▶ **Your instructions**
Across the records, how many lines contain "below"? Answer with the number alone.
---------- Materials provided ----------
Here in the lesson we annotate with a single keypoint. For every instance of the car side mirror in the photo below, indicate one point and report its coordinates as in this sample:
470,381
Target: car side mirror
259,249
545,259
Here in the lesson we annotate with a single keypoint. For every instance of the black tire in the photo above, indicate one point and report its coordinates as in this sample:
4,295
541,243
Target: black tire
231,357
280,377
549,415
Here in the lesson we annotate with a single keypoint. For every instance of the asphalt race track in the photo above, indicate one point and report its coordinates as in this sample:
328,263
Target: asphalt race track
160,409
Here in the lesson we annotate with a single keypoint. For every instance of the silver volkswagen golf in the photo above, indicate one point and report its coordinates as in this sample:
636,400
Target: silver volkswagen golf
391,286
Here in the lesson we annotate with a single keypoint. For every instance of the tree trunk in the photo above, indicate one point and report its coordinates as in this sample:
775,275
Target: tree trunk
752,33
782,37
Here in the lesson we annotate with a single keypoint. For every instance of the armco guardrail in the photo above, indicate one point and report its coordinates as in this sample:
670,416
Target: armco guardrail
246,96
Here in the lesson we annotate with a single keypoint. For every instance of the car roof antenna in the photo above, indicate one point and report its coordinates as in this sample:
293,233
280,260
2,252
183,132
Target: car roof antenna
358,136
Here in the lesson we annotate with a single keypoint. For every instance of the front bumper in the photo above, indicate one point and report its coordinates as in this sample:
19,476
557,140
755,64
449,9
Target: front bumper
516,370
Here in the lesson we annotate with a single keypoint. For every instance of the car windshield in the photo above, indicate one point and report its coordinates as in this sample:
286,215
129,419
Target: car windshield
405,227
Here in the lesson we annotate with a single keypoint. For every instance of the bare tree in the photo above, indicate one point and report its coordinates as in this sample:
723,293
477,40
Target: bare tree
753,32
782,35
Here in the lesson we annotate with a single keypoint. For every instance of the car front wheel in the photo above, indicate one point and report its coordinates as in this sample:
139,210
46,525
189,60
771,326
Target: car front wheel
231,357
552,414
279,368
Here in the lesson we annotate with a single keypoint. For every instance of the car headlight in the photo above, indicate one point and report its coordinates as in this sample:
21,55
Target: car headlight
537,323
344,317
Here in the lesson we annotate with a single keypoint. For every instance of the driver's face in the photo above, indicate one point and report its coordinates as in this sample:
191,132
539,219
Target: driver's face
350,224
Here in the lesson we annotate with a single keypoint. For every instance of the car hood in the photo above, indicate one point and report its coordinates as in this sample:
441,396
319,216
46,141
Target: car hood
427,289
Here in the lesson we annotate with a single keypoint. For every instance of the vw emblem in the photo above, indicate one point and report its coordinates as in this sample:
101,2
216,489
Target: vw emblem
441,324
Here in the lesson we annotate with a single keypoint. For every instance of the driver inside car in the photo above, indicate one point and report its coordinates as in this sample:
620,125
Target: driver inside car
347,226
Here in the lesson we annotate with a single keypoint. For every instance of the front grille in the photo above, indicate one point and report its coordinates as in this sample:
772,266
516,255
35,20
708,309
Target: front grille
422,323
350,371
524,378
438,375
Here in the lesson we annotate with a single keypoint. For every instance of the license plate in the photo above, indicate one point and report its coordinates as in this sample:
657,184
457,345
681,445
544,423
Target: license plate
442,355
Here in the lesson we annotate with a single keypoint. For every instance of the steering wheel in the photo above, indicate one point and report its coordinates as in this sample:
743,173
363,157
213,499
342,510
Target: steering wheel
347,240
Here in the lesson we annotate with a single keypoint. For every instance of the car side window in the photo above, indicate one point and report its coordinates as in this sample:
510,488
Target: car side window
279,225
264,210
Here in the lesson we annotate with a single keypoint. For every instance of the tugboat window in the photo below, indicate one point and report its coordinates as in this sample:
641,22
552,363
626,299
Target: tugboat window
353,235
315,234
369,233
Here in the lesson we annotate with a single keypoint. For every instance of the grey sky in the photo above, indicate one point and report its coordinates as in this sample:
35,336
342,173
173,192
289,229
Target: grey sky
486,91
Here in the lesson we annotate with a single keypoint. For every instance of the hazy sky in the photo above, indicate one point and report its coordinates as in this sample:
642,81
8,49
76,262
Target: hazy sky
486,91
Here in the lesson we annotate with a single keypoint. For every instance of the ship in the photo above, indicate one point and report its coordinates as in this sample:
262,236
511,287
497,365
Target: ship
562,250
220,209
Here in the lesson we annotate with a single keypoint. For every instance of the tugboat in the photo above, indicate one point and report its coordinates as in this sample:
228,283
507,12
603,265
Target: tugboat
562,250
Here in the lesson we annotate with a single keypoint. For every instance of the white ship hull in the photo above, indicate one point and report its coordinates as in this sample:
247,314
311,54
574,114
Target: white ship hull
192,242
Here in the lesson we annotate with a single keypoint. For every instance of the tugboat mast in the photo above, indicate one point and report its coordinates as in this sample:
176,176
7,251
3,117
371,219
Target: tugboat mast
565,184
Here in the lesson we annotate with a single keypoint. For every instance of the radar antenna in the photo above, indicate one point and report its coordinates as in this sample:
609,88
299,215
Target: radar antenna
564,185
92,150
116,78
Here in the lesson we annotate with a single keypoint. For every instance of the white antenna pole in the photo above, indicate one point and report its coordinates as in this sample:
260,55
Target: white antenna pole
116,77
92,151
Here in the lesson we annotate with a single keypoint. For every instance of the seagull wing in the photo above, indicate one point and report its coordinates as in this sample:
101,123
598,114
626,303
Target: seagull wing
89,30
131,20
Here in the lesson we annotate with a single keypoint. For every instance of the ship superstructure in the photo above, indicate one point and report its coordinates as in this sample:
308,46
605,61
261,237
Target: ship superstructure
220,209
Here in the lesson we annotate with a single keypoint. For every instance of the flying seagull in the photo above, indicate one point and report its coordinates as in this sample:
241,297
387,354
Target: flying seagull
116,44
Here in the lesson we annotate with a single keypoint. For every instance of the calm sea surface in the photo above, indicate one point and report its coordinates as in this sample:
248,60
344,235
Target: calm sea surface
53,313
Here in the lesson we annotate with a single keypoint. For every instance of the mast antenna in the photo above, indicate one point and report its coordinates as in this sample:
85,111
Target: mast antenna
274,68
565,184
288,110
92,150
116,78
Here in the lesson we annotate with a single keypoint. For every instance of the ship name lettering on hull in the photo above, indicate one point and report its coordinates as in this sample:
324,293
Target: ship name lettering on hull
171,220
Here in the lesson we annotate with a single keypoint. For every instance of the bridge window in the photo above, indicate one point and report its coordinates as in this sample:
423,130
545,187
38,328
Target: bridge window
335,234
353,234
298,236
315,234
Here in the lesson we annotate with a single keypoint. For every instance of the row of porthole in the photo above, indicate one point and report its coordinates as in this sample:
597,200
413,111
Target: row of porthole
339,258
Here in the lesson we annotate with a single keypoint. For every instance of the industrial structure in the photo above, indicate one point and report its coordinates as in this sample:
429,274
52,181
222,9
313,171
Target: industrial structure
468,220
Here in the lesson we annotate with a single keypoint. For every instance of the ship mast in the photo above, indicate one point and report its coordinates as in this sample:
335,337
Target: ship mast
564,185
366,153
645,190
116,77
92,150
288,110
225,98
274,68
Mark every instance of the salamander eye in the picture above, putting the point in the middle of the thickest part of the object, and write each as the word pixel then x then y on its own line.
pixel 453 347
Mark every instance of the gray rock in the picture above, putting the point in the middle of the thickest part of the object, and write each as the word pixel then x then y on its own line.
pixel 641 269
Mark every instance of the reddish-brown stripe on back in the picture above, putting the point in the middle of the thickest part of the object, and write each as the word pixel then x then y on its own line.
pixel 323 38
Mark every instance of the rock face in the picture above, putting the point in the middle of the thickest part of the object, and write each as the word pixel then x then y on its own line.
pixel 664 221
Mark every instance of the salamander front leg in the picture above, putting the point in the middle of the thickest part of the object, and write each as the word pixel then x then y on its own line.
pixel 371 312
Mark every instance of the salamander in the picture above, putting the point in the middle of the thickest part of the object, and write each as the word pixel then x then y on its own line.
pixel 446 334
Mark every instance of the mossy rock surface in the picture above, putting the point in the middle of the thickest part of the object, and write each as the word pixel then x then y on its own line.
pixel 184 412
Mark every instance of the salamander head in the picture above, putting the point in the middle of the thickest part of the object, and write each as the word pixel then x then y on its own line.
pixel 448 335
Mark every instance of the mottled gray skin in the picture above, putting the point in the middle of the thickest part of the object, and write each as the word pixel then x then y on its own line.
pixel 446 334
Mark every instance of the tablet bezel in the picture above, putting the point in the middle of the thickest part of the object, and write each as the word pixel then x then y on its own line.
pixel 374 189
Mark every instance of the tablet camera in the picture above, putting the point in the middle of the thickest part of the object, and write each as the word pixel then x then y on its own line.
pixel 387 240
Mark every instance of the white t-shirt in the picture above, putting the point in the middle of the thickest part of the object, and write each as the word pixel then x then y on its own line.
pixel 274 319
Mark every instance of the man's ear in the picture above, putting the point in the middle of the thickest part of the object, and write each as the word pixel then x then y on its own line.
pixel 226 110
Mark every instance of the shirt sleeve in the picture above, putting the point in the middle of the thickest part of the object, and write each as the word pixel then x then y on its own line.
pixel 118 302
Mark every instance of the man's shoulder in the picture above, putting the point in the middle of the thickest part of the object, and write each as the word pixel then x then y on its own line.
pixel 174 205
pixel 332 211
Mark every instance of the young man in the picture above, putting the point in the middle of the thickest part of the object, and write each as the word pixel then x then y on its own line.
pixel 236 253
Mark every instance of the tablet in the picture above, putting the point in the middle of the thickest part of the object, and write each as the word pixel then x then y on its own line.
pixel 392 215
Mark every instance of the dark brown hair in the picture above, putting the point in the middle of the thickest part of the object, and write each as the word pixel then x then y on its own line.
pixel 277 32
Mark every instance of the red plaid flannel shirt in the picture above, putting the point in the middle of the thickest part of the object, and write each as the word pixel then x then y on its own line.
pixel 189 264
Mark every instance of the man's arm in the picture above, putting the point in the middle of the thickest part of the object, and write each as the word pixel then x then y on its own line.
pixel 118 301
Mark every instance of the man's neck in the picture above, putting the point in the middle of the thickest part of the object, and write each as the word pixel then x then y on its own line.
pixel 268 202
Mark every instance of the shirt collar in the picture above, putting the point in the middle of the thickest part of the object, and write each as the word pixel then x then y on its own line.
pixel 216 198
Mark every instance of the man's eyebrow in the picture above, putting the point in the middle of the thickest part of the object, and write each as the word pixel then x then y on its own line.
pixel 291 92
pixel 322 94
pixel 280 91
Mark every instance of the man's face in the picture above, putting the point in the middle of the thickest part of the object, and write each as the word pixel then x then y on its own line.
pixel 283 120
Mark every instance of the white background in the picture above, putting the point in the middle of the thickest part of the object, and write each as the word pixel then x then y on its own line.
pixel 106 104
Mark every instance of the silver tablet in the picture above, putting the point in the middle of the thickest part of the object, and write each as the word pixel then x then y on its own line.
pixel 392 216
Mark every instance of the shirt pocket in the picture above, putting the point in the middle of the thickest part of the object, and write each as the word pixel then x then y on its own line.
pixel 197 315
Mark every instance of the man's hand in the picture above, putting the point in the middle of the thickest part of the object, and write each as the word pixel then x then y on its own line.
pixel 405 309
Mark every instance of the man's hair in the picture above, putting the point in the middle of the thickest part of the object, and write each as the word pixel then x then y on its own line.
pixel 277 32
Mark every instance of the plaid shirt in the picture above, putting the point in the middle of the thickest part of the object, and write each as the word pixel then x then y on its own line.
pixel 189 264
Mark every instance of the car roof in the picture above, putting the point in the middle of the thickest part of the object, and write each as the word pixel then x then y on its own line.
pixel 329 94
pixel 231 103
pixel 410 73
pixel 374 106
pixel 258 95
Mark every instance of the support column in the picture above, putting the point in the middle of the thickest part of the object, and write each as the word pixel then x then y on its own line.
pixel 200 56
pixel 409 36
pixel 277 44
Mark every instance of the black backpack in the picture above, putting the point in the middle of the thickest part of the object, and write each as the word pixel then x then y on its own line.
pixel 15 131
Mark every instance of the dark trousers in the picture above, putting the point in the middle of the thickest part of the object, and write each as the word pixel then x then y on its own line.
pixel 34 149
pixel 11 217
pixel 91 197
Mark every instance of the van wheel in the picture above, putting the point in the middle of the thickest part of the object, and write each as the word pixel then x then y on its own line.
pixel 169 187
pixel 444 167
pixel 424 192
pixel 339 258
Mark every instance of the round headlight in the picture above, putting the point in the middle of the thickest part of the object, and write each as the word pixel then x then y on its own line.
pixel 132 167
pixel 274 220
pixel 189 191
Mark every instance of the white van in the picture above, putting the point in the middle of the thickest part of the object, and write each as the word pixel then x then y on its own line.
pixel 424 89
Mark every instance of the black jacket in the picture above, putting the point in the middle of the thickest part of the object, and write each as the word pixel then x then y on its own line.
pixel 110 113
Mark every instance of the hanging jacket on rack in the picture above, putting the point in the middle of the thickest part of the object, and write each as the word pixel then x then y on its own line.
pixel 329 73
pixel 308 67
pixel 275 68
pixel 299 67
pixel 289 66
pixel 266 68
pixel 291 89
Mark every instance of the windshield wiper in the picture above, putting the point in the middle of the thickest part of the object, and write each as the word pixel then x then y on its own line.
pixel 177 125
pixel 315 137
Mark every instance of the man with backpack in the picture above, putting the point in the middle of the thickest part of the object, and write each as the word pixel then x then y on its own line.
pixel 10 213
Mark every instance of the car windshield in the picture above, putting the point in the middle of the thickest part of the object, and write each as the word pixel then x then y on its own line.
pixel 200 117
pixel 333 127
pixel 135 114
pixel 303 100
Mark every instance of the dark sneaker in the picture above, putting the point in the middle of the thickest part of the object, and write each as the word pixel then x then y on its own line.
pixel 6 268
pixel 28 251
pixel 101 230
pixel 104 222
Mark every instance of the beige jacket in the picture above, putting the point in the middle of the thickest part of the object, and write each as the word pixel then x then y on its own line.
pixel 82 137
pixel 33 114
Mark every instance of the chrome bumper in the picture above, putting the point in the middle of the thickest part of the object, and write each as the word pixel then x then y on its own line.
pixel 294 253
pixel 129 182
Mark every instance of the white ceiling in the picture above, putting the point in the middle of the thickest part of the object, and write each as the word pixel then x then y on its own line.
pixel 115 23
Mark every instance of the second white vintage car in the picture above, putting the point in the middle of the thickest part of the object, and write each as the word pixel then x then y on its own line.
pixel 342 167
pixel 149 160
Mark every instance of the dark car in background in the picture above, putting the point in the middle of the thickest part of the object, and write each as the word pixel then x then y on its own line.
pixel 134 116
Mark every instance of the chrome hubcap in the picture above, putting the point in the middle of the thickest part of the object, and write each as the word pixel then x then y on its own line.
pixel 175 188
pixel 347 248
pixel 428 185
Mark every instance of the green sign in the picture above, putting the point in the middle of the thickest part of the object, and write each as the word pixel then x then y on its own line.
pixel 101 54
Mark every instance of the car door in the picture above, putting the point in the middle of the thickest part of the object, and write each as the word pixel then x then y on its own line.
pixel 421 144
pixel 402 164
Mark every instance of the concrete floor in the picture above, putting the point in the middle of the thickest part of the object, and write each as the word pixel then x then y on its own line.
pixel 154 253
----------
▶ **Answer for this exercise**
2